▸ Task details:
Below are some entries; state how many of their lines include the word "Could" and give no more than that number.

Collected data
--- START ---

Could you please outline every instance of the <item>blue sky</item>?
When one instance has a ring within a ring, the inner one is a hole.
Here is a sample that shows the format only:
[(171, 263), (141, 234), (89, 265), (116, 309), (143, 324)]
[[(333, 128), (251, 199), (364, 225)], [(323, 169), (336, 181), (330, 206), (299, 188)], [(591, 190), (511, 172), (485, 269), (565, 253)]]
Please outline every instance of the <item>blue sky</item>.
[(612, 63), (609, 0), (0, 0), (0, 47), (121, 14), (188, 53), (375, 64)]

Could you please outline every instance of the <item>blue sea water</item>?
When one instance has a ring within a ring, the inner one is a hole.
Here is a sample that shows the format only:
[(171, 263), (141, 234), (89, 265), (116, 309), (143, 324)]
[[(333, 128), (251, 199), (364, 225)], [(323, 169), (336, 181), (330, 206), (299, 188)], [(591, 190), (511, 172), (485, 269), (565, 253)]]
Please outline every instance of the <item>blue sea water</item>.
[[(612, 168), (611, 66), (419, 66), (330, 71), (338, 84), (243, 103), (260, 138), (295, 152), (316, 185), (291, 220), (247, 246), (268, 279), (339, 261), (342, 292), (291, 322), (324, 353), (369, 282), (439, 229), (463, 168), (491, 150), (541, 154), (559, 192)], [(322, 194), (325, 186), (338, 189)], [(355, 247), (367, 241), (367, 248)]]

--- END ---
--- START ---

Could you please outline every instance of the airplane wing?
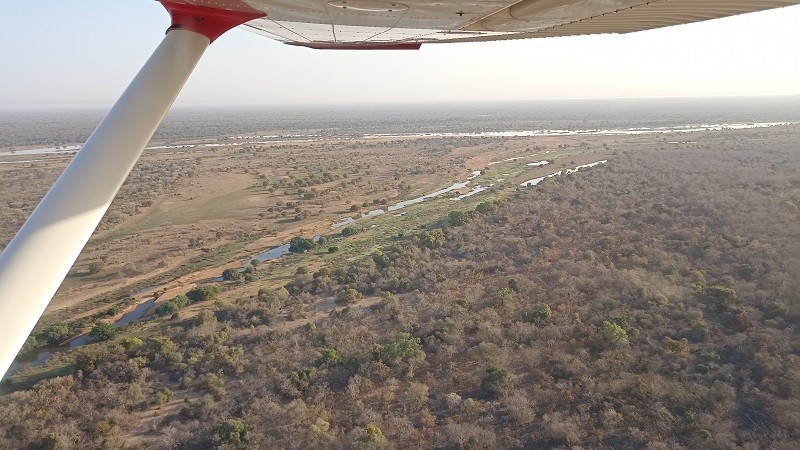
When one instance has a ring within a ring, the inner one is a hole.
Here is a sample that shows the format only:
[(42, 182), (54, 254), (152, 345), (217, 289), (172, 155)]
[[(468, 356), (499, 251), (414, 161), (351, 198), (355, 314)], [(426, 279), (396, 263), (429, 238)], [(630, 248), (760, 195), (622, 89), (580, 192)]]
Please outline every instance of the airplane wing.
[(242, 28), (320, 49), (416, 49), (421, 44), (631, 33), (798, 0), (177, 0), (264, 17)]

--- END ---

▸ Finished exercise:
3